____ TEXTE EXTRAIT

J’ai moi-même voyagé sur le truck à plateau pour me rendre à la Croix-Rousse, c’était vraiment canant.

Mais savez-vous combien il y eut de ficelles à Lyon? Et bien il y en eut jusqu’à 5.

Dans l'ordre chronologique, nous avons :

1–La ficelle de la rue Terme pour la Croix-Rousse, (la première) de 1862 à 1967. Longueur 489 mètres, aujourd’hui voie routière.

2–La ficelle de St Jean pour St Just, (2e ligne construite) de 1878 encore en activité. Longueur 821 mètres raccourcie aux deux extrémités à 783 mètres en1988.

3–La ficelle de la place Croix-Pâquet pour la Croix-Rousse, (3e ligne construite) de 1891 à 1972. Longueur 474 mètres. Constituent maintenant une partie de la ligne C du métro. Le 21 juin 1943, Jean Moulin emprunta cette même ligne pour se rendre à Caluire où il sera arrêté.

4–La ficelle de St Jean pour Fourvière, (4e ligne construite) de 1900 encore en activité. Longueur 431 mètres raccourcis une première fois à 427 m puis une seconde fois à 421 mètres.

5–La ficelle de St Paul pour Fourvière et Loyasse. Avec une mention particulière.

________
____ DONNÉES EXTRAITES

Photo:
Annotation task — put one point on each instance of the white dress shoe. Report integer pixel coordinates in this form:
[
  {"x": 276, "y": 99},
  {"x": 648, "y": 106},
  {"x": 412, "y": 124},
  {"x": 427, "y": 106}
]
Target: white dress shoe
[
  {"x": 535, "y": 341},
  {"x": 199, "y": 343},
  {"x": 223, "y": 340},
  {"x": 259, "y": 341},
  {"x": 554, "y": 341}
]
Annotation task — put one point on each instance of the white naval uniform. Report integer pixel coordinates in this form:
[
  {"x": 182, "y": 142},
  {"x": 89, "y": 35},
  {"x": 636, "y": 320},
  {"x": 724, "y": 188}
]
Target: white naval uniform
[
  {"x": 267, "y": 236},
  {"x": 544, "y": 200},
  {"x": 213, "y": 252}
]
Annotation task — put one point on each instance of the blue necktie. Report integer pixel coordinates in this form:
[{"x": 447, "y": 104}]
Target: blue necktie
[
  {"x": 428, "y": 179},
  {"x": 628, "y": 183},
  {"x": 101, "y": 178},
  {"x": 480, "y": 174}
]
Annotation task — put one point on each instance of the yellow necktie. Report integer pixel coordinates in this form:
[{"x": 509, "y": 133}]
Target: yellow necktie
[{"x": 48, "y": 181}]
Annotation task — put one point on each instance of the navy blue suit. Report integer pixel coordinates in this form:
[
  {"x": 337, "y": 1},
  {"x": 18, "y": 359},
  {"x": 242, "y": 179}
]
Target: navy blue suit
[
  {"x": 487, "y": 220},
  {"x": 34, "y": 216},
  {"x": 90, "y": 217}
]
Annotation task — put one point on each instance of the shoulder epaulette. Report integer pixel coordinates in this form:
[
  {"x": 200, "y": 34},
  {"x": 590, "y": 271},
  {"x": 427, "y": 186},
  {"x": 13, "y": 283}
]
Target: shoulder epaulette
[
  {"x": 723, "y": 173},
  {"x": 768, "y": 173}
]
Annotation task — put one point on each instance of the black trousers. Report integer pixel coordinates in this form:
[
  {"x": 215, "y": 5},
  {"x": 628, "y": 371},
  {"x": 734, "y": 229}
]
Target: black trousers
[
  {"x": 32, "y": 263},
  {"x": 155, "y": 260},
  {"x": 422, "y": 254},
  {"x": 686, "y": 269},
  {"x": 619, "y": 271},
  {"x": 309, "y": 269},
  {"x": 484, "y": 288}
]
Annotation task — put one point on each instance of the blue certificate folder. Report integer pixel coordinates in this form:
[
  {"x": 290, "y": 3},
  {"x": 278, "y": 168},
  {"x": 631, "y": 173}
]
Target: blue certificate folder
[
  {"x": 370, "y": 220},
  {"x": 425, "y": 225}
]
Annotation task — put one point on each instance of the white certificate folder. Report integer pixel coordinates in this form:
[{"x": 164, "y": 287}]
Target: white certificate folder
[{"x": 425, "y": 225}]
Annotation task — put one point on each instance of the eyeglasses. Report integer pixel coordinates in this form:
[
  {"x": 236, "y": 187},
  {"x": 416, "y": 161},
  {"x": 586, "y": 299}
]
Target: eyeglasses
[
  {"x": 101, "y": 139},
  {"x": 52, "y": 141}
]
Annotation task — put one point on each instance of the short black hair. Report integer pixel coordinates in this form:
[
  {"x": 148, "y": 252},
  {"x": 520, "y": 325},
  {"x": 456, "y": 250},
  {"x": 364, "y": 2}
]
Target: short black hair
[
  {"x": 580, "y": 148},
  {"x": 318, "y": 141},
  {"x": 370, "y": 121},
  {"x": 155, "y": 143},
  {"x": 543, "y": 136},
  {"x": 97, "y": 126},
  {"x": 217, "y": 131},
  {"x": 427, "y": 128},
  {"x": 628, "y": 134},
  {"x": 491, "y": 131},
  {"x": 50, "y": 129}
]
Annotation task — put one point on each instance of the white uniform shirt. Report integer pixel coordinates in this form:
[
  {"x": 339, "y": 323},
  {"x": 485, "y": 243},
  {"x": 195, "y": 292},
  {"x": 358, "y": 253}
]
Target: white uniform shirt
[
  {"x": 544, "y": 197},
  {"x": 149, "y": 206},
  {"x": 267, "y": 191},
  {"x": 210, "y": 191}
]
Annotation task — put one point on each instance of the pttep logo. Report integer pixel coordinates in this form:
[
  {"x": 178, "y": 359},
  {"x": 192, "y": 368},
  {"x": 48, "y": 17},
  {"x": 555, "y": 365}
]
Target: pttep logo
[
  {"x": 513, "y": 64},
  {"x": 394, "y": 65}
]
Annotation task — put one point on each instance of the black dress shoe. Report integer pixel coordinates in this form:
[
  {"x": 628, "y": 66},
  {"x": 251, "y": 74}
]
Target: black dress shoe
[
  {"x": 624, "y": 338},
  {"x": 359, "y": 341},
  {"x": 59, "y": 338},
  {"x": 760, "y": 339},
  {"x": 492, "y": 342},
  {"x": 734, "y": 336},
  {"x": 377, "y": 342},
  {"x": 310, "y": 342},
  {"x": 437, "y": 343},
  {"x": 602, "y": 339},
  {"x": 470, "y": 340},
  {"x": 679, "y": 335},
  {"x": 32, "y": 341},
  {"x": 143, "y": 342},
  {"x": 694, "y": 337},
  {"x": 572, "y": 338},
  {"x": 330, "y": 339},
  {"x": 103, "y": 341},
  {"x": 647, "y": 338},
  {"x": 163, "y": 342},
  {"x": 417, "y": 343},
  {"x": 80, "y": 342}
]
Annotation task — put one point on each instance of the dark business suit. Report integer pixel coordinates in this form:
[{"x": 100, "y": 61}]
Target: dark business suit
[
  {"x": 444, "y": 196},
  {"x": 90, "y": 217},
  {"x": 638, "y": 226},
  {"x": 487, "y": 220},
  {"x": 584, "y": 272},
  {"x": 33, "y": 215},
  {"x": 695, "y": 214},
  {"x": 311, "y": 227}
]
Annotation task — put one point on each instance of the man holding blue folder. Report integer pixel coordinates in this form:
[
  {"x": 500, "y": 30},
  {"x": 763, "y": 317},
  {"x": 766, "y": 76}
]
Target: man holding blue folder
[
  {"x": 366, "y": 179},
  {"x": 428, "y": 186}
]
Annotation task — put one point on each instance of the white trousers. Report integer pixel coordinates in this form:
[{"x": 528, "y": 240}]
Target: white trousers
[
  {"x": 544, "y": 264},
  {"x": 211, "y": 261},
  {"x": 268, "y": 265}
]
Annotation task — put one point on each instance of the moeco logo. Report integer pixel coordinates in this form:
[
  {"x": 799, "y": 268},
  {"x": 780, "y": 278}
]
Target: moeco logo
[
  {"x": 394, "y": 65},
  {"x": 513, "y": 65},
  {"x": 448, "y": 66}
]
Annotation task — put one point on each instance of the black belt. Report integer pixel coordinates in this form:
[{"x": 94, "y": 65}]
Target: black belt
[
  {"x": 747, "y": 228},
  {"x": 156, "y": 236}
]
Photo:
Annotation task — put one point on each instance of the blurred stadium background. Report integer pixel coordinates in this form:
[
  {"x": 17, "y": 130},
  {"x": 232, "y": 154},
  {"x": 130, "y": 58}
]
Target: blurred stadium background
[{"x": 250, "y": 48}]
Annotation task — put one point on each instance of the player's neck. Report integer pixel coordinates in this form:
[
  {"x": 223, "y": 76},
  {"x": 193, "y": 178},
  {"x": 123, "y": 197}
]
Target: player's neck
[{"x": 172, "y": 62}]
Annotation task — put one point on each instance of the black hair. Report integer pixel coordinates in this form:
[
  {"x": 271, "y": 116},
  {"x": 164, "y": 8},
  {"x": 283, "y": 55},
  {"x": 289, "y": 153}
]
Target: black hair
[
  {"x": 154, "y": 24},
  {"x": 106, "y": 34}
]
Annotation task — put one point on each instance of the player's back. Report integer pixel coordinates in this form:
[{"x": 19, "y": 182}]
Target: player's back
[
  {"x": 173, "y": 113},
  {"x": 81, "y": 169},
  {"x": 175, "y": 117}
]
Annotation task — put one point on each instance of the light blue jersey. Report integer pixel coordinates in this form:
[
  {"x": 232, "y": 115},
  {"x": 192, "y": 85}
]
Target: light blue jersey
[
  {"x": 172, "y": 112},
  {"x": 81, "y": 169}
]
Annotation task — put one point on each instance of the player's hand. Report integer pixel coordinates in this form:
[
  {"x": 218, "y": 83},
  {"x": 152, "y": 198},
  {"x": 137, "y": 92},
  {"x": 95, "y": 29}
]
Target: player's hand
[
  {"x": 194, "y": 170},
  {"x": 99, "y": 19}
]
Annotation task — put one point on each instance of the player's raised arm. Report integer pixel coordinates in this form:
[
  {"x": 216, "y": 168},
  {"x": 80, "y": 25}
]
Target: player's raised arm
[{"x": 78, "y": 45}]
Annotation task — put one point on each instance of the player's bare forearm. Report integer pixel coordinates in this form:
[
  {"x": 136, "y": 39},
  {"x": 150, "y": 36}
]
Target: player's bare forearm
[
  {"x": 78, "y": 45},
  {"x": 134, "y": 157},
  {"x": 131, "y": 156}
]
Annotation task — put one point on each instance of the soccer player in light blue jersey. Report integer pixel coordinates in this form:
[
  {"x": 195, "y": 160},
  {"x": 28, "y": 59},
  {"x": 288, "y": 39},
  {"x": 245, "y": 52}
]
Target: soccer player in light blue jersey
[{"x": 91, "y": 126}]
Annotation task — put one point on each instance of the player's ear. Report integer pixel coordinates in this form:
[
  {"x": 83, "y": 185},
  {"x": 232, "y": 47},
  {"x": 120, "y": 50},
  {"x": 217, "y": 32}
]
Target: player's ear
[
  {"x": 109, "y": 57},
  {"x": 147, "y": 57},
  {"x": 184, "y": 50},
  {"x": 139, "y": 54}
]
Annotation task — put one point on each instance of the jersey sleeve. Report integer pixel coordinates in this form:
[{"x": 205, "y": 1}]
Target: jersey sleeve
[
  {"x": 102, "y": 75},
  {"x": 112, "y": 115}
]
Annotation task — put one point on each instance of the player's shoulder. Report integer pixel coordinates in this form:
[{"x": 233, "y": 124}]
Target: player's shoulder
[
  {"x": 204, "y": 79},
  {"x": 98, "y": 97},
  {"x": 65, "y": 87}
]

________
____ DONNÉES EXTRAITES

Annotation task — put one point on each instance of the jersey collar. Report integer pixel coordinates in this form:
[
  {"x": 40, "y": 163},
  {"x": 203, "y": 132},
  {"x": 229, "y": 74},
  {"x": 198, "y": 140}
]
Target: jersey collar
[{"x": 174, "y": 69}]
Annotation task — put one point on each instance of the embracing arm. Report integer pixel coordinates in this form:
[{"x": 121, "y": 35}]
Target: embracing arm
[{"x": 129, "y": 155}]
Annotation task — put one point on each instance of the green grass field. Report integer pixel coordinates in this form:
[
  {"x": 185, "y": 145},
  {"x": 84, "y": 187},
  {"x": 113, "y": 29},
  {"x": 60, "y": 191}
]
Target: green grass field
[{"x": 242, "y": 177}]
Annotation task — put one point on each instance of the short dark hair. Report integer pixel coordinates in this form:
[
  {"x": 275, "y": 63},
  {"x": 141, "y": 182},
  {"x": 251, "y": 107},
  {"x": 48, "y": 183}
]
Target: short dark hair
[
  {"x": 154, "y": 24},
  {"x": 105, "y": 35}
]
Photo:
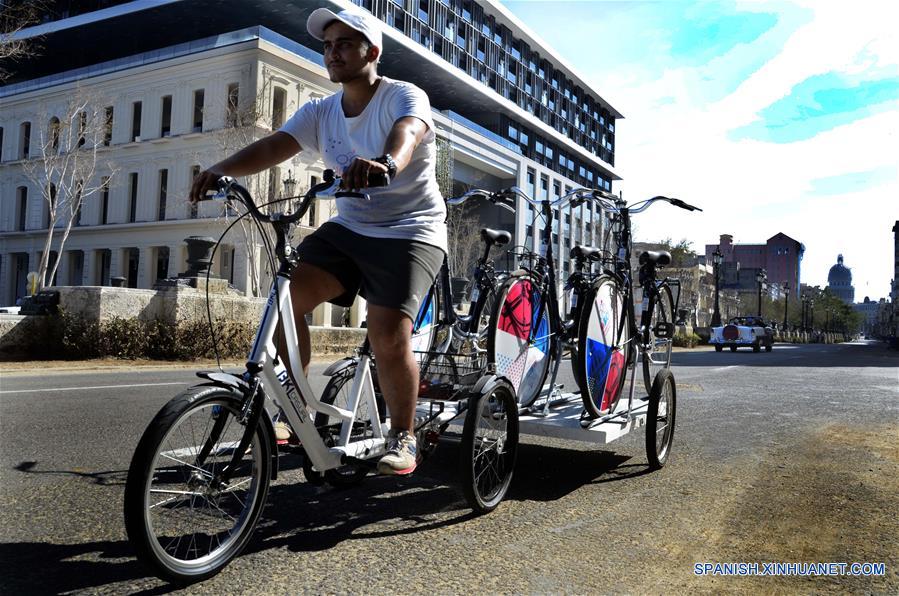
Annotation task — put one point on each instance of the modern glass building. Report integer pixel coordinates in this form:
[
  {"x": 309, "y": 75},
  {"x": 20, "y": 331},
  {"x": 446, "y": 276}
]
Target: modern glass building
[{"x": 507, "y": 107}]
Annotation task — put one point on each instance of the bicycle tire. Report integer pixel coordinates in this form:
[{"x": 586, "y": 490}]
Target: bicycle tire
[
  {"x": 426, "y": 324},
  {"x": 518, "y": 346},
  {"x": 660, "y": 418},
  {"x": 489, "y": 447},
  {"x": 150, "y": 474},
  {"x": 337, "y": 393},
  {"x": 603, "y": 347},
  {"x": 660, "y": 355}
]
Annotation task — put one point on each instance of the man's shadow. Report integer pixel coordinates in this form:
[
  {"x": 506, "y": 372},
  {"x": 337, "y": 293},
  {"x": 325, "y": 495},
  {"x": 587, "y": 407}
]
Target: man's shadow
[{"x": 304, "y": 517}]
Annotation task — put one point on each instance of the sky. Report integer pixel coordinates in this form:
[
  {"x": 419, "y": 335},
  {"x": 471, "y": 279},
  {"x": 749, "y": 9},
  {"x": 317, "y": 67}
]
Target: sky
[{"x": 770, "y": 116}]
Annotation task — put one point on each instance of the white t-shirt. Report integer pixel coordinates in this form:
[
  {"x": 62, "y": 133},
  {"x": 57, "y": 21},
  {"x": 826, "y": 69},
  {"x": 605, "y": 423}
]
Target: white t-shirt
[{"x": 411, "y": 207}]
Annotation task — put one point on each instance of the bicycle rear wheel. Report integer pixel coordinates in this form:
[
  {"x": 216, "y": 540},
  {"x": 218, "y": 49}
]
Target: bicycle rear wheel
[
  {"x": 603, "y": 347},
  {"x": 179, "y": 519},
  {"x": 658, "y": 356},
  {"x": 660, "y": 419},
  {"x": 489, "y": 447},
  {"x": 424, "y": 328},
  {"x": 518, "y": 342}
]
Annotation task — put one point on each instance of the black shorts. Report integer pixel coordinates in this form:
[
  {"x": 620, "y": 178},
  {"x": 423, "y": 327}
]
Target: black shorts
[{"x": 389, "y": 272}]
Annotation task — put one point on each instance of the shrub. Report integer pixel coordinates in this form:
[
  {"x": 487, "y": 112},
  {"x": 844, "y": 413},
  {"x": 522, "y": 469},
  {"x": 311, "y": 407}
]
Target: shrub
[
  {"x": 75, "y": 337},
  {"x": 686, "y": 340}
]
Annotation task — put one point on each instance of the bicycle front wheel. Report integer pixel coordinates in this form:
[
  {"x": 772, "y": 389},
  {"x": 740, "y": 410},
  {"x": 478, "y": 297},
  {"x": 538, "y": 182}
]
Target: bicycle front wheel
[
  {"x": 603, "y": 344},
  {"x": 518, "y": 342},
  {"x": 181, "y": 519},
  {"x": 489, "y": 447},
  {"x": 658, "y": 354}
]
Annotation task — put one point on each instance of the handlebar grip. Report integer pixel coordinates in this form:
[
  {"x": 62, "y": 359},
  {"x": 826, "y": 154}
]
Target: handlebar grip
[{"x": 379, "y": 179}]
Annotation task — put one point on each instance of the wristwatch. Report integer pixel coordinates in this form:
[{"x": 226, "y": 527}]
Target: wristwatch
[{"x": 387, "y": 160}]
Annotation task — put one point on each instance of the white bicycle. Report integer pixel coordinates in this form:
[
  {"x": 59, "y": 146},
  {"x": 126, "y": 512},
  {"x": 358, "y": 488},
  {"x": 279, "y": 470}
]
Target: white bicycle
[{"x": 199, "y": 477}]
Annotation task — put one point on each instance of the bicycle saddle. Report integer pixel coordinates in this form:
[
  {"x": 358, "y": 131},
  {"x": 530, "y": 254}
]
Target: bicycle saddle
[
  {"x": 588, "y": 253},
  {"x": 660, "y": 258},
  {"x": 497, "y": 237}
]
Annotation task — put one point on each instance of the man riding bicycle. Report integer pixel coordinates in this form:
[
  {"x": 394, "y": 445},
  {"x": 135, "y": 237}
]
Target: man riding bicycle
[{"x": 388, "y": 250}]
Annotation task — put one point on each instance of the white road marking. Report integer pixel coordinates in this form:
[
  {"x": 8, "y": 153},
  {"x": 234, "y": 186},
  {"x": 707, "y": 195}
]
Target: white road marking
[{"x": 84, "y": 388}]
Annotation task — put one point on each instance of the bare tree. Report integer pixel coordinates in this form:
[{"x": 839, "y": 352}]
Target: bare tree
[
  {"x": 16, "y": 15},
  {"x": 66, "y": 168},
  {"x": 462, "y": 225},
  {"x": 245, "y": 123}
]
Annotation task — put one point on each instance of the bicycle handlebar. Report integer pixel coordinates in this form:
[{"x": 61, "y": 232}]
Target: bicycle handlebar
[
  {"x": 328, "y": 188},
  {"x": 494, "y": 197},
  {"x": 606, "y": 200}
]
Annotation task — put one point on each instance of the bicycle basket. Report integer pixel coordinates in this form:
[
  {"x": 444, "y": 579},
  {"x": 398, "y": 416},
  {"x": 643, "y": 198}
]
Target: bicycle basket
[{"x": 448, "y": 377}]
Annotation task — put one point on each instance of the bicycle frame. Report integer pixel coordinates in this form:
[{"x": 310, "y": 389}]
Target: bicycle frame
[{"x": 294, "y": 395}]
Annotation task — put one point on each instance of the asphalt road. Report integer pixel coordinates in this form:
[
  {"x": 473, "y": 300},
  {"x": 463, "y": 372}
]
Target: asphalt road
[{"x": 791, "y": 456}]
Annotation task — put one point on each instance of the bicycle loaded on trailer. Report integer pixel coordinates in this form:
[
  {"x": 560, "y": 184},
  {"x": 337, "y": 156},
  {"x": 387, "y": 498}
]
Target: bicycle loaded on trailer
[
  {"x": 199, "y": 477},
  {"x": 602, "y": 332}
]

________

OBJECTIF 1
Pouvez-vous mettre à jour le passage du texte sur les ficelles de Lyon compris entre « 2–La ficelle de » et « une mention particulière. », inclus, en remplaçant « activité » par « service » ?
OBJECTIF 2
Les affirmations suivantes concordent-elles avec le texte sur les ficelles de Lyon ? Répondez par oui ou par non à chacune, en citant mot pour mot les termes du texte qui tranchent.
(a) La ficelle de la rue Terme a fonctionné de 1862 à 1967.
(b) La ficelle de St Jean pour Fourvière mesure aujourd’hui 431 mètres.
(c) Jean Moulin a emprunté la ficelle de la place Croix-Pâquet le 21 juin 1943.
OBJECTIF 3
Pouvez-vous poursuivre le texte sur les ficelles de Lyon à partir de sa dernière phrase ?

RÉPONSE ATTENDUE 1
2–La ficelle de St Jean pour St Just, (2e ligne construite) de 1878 encore en service. Longueur 821 mètres raccourcie aux deux extrémités à 783 mètres en1988.

3–La ficelle de la place Croix-Pâquet pour la Croix-Rousse, (3e ligne construite) de 1891 à 1972. Longueur 474 mètres. Constituent maintenant une partie de la ligne C du métro. Le 21 juin 1943, Jean Moulin emprunta cette même ligne pour se rendre à Caluire où il sera arrêté.

4–La ficelle de St Jean pour Fourvière, (4e ligne construite) de 1900 encore en service. Longueur 431 mètres raccourcis une première fois à 427 m puis une seconde fois à 421 mètres.

5–La ficelle de St Paul pour Fourvière et Loyasse. Avec une mention particulière.

RÉPONSE ATTENDUE 2
(a) Oui : « La ficelle de la rue Terme pour la Croix-Rousse, (la première) de 1862 à 1967 ».
(b) Non : « raccourcis une première fois à 427 m puis une seconde fois à 421 mètres ».
(c) Oui : « Le 21 juin 1943, Jean Moulin emprunta cette même ligne pour se rendre à Caluire ».

RÉPONSE ATTENDUE 3
Car elle était surnommée « La Ficelle des Morts ».

(5e et dernière ligne construite) de 1900 à 1937. Longueur 514 mètres (funiculaire) + 910 mètres (tramway).

C’est aussi celle qui aura connu le destin le plus court, avec seulement 37 ans d’existence.

▬ Il faut comprendre que pour enterrer un défunt, au récent à l’époque, cimetière de Loyasse, il n’y avait d’autre solution que d’être transporté par calèche hippomobile (tirée par des chevaux) que l’on nomma plus tard corbillard. Puis gravir la colline du bas des pentes jusqu’au haut de Fourvière. Opération difficile, malcommode, délicate par mauvais temps, que gravir les pentes escarpées et boueuses, rudes pour les bêtes.

•Lorsque le projet voit le jour, il est présenté comme solution idéale de créer une ligne de funiculaire, destinée en principal au transport des cercueils jusqu’au cimetière. Mais également ouvert au public.

•Cette ligne ne posera pas de problèmes, rapportera de l'argent, transportera les morts jusqu’à leur dernière demeure. Sur le papier, c'est parfait !

Dans l’enthousiasme, dès 1896, la construction du funiculaire et d’une ligne de tramway-relais, qui complétait le trajet depuis le terminus de la ficelle (aujourd’hui point de départ du «parc des hauteurs»), jusqu’au cimetière de Loyasse, est déclarée d’utilité publique.

La construction qui s'annonçait pourtant comme difficile, n'a pas freiné le projet, et le 31 octobre 1900 sont inaugurés simultanément la ficelle et le tram-relais jusqu’au dépôt de La Sarra.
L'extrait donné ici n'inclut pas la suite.